[[ Exercise data open ]]

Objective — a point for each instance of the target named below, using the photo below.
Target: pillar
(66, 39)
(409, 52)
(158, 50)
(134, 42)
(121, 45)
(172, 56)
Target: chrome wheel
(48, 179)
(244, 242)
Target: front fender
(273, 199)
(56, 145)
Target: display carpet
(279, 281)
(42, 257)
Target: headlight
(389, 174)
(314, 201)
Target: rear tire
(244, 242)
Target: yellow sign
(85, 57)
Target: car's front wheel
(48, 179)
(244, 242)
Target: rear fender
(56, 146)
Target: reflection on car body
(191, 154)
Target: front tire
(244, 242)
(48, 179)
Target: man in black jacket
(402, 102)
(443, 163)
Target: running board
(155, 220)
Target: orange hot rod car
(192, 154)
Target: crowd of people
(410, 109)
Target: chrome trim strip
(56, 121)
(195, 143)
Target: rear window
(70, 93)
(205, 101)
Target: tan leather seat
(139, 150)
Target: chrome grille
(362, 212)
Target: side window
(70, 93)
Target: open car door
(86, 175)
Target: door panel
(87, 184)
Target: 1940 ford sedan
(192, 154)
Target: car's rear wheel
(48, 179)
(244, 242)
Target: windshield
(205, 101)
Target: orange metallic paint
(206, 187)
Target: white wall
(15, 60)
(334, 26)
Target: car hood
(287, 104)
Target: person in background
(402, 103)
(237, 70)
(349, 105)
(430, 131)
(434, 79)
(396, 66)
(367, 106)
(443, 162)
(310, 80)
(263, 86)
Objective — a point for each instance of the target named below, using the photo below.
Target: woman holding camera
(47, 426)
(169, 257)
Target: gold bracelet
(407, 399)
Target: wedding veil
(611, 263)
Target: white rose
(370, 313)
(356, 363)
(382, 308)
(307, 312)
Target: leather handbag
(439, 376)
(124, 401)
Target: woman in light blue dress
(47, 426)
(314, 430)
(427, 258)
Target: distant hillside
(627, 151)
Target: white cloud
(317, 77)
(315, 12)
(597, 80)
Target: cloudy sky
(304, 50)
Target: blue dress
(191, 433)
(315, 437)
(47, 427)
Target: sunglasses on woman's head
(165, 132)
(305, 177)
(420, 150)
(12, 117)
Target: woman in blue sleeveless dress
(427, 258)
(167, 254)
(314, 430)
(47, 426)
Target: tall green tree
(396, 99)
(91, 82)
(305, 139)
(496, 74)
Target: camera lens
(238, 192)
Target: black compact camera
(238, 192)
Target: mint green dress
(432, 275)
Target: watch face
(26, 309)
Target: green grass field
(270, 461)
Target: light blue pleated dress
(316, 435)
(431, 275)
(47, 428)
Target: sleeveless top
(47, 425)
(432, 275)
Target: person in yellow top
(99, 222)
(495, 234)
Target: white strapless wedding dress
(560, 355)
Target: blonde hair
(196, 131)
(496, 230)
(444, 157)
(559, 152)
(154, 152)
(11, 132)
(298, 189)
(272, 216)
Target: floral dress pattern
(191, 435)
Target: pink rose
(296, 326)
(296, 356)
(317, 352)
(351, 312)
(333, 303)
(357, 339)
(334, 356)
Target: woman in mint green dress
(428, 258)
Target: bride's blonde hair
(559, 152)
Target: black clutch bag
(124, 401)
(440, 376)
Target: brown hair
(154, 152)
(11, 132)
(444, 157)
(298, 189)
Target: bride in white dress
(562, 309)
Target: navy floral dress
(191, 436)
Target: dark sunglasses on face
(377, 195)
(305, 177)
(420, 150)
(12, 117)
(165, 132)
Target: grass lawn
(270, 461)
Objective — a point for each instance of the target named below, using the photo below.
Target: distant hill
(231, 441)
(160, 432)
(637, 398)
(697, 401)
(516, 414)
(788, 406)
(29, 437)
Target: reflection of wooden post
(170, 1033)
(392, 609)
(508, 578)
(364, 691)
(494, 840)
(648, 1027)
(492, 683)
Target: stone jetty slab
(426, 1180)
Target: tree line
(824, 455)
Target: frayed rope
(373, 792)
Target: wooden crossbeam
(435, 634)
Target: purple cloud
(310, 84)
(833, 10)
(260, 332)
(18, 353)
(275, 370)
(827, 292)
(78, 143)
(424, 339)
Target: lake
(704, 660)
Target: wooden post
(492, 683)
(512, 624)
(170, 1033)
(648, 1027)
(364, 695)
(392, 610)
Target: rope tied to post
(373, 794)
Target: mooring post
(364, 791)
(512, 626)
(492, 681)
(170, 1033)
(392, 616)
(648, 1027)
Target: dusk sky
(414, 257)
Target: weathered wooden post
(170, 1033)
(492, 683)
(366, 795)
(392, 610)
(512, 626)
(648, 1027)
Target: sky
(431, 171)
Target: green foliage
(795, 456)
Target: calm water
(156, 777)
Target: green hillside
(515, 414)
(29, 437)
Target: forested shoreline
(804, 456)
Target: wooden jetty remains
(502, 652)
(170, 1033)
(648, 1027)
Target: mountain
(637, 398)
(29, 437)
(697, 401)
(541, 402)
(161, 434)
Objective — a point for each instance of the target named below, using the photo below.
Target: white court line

[[ Exercise data closed ]]

#### Try it:
Output each record precisely as given.

#### Problem solution:
Objective — a point for each instance of the target named below, using the photo below.
Target: pillar
(66, 39)
(409, 52)
(158, 50)
(134, 42)
(121, 45)
(172, 56)
Target: chrome wheel
(48, 179)
(244, 242)
Target: front fender
(273, 199)
(56, 145)
Target: display carpet
(279, 281)
(42, 257)
Target: headlight
(389, 174)
(314, 201)
Target: rear tire
(244, 242)
Target: yellow sign
(85, 57)
Target: car's front wheel
(48, 179)
(244, 242)
Target: rear fender
(56, 146)
Target: reflection on car body
(191, 154)
Target: front tire
(244, 242)
(48, 179)
Target: man in black jacket
(402, 102)
(443, 163)
Target: running board
(155, 220)
Target: orange hot rod car
(192, 154)
Target: crowd of people
(410, 109)
Target: chrome trim strip
(56, 121)
(195, 143)
Target: rear window
(70, 93)
(205, 101)
Target: tan leather seat
(139, 150)
Target: chrome grille
(362, 212)
Target: side window
(70, 93)
Target: open car door
(86, 175)
Target: door panel
(87, 184)
Target: 1940 ford sedan
(192, 154)
Target: car's rear wheel
(48, 179)
(244, 242)
Target: windshield
(205, 101)
Target: orange metallic paint
(206, 187)
Target: white wall
(15, 60)
(334, 26)
Target: car hood
(287, 104)
Target: person in background
(402, 103)
(237, 70)
(349, 105)
(430, 131)
(434, 79)
(396, 66)
(367, 106)
(443, 162)
(310, 80)
(263, 86)
Objective — a point for each instance of the target named below, using the photo below.
Target: woman holding camera
(47, 426)
(169, 257)
Target: gold bracelet
(407, 399)
Target: wedding veil
(611, 263)
Target: white rose
(370, 313)
(356, 363)
(382, 308)
(307, 312)
Target: leather handbag
(439, 376)
(124, 401)
Target: woman in light blue dress
(47, 426)
(314, 430)
(427, 258)
Target: distant hillside
(627, 151)
Target: white cloud
(317, 77)
(315, 12)
(597, 80)
Target: cloudy sky
(304, 50)
Target: blue dress
(191, 433)
(315, 437)
(47, 427)
Target: sunglasses on woman's head
(165, 132)
(305, 177)
(420, 150)
(12, 117)
Target: woman in blue sleeveless dress
(427, 258)
(167, 254)
(314, 430)
(47, 426)
Target: tall green tree
(396, 99)
(91, 82)
(305, 139)
(496, 74)
Target: camera lens
(238, 192)
Target: black compact camera
(238, 192)
Target: mint green dress
(432, 275)
Target: watch face
(26, 309)
Target: green grass field
(270, 461)
Target: light blue pleated dress
(316, 435)
(431, 275)
(47, 428)
Target: sleeveless top
(47, 425)
(432, 275)
Target: person in yellow top
(99, 222)
(495, 234)
Target: white strapless wedding dress
(560, 355)
Target: blonde hair
(196, 131)
(496, 230)
(444, 157)
(559, 152)
(154, 152)
(11, 132)
(298, 189)
(272, 216)
Target: floral dress pattern
(191, 435)
Target: pink rose
(296, 326)
(296, 356)
(317, 352)
(351, 312)
(333, 303)
(357, 339)
(334, 356)
Target: woman in mint green dress
(428, 258)
Target: bride's blonde hair
(559, 152)
Target: black clutch bag
(124, 401)
(440, 376)
Target: brown hair
(154, 152)
(11, 132)
(444, 157)
(298, 189)
Target: bride in white dress
(562, 309)
Target: navy floral dress
(191, 436)
Target: dark sunglasses on face
(377, 195)
(305, 177)
(420, 150)
(12, 117)
(165, 132)
Target: grass lawn
(270, 461)
Objective — a point for each instance of the target named below, using the photo below.
Target: distant hill
(231, 441)
(160, 432)
(637, 398)
(697, 401)
(516, 414)
(788, 406)
(29, 437)
Target: reflection of wooden post
(170, 1033)
(392, 609)
(508, 578)
(364, 691)
(494, 840)
(648, 1027)
(492, 683)
Target: stone jetty slab
(426, 1180)
Target: tree line
(824, 455)
Target: frayed rope
(373, 792)
Target: wooden crossbeam
(435, 634)
Target: purple cloud
(310, 84)
(833, 10)
(260, 332)
(18, 353)
(275, 370)
(827, 292)
(78, 143)
(424, 339)
Target: lake
(704, 660)
Target: wooden post
(492, 683)
(512, 624)
(170, 1033)
(648, 1027)
(364, 695)
(392, 610)
Target: rope tied to post
(373, 794)
Target: mooring post
(364, 791)
(512, 626)
(492, 681)
(170, 1033)
(392, 616)
(648, 1027)
Target: dusk sky
(414, 257)
Target: weathered wooden post
(170, 1033)
(492, 683)
(366, 795)
(392, 610)
(512, 626)
(648, 1027)
Target: sky
(431, 171)
Target: green foliage
(795, 456)
Target: calm water
(156, 777)
Target: green hillside
(515, 414)
(29, 437)
Target: forested shoreline
(804, 456)
Target: wooden jetty remains
(502, 652)
(170, 1033)
(648, 1027)
Target: mountain
(637, 398)
(29, 437)
(697, 401)
(541, 402)
(161, 434)
Objective — a point for each instance of the target named below, using the photo below.
Target: white court line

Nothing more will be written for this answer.